TASK OBJECTIVE
Reproduce word for word the passage of the article below about the lighting display at Dinas Brân, starting at "Given the logistics" and ending at "clear blue light.".

TEXT SHOWN
Sitting serenely atop a hill 1,000 feet above the fertile floor of the Dee Valley, the Dinas Brân, which now stands in ruins, and its adjacent hills, has inspired hope and gratitude in the form of a brilliant lighting display created by ASG Entertainments, with the support of the Denbighshire County Council, North Wales Police, Eastwood Media, and Xperience Productions.
On two successive nights in May, an all-volunteer group illuminated the hills and castle in vivid colors as a sign of appreciation for the NHS staff and key essential workers who have laboured selflessly to keep the county functioning during this challenging period. Providing the breathtaking display were 24 CHAUVET Professional battery-operated WELL Fit fixtures taken from ASG’s inventory.
“With everything going on, we wanted to do something with our business to pay tribute to the NHS and key-workers,” said Scott Cooper, Director of ASG. “We decided to put our equipment to good use. This project was done completely voluntarily and organized by both myself and Chris Eastwood of Eastwood media.
“We approached local authorities who gave us permission and support for the project,” continued Cooper. “On the first night we lit the Mountainside and the Town in a rainbow to support the essential workers. Then on the following night, we lit the castle for the NHS.”
Given the logistics of this project and the lack of available power high up on the hill, the compact, battery-powered WELL Fit was the logical choice for the project. “The fixtures were ideal for what we wanted,” said Cooper. “Both of the areas we lit are not accessible by road, which meant we had to carry the 24 fixtures up steep slopes. There were three of us carrying eight units each for about 30 minutes. It was exhausting, but once we got there, the view of our town was spectacular.”
The view that the volunteer team treated the townspeople too was something to marvel at as well. Bathed in an array of colors, the outline of the hill’s craggy ridge stood out sharply against the dark sky, while the skeletal ruins of the old castle glowed mystically in clear blue light.
Cooper and his team positioned the IP65 rated RGBA fixtures as close as possible to the surfaces they illuminated to get the maximum coverage possible. “Because of power limitations, we couldn’t get big flood lights up there,” said Cooper. “However, the level of illumination we got from these battery-powered fixtures was more than enough. We got so many calls and texts from people below complimenting the looks.”
The impressive lighting display was left on for only one hour each night to discourage crowds from gathering. “We didn’t want to a lot of people turning out because of social distancing considerations,” said Cooper. “Our goal was to create a stunning image for the townspeople to see from their homes and then preserve the beauty of the moment through the photos Chris took.”
When the current pandemic passes, Cooper says he plans to recreate this lighting display so people will be able to gather and get a closer look at the panorama. In the meantime, they will have memories of two May nights and Chris Eastwood’s artful photography to appreciate the beauty of their community’ famous landmark — and the inspiring courage of the heroes who are helping Llangollen get through this moment in its long history.

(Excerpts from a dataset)
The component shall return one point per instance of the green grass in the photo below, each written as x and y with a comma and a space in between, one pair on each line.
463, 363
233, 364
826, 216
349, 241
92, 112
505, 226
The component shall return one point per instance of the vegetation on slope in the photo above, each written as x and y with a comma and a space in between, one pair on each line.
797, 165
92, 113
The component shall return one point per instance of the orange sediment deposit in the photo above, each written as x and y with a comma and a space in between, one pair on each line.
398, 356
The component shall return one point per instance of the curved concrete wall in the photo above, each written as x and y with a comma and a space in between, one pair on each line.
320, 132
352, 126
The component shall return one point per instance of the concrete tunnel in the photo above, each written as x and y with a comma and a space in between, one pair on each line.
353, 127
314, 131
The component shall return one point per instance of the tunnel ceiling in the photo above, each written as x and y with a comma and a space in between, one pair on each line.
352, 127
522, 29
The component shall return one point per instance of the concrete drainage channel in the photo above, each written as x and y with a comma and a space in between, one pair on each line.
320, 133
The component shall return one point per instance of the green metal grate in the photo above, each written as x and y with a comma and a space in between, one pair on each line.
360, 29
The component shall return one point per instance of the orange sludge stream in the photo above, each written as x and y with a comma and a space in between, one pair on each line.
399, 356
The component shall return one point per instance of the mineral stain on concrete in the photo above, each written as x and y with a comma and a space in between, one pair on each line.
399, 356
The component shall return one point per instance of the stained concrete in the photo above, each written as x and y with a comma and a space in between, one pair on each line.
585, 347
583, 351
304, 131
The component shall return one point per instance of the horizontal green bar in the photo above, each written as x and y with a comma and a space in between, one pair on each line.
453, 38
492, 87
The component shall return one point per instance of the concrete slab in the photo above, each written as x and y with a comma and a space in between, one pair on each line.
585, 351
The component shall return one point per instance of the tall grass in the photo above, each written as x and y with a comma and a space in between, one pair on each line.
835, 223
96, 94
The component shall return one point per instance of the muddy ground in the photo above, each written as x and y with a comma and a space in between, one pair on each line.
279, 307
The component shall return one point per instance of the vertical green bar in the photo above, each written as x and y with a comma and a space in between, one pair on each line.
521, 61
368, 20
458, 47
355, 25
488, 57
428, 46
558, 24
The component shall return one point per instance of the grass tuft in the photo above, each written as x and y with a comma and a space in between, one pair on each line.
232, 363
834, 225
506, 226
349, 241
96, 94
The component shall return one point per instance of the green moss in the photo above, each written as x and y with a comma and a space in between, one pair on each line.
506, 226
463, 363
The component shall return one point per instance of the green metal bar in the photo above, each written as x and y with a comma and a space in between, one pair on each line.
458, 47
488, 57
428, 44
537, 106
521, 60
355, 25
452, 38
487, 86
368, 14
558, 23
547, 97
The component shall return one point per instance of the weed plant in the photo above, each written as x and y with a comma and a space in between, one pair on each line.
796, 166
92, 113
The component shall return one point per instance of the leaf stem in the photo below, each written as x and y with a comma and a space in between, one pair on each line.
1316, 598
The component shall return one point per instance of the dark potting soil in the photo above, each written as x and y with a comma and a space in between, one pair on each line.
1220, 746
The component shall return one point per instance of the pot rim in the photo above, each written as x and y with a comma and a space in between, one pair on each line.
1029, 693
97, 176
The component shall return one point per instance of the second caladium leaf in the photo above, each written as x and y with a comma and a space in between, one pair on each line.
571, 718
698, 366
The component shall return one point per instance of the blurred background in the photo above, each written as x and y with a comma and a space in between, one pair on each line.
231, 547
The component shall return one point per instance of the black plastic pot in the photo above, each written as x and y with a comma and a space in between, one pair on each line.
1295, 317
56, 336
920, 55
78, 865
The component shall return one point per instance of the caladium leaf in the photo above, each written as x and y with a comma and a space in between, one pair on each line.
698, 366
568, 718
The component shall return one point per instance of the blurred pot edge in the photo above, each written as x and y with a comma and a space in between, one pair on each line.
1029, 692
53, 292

EXPECTED ANSWER
Given the logistics of this project and the lack of available power high up on the hill, the compact, battery-powered WELL Fit was the logical choice for the project. “The fixtures were ideal for what we wanted,” said Cooper. “Both of the areas we lit are not accessible by road, which meant we had to carry the 24 fixtures up steep slopes. There were three of us carrying eight units each for about 30 minutes. It was exhausting, but once we got there, the view of our town was spectacular.”
The view that the volunteer team treated the townspeople too was something to marvel at as well. Bathed in an array of colors, the outline of the hill’s craggy ridge stood out sharply against the dark sky, while the skeletal ruins of the old castle glowed mystically in clear blue light.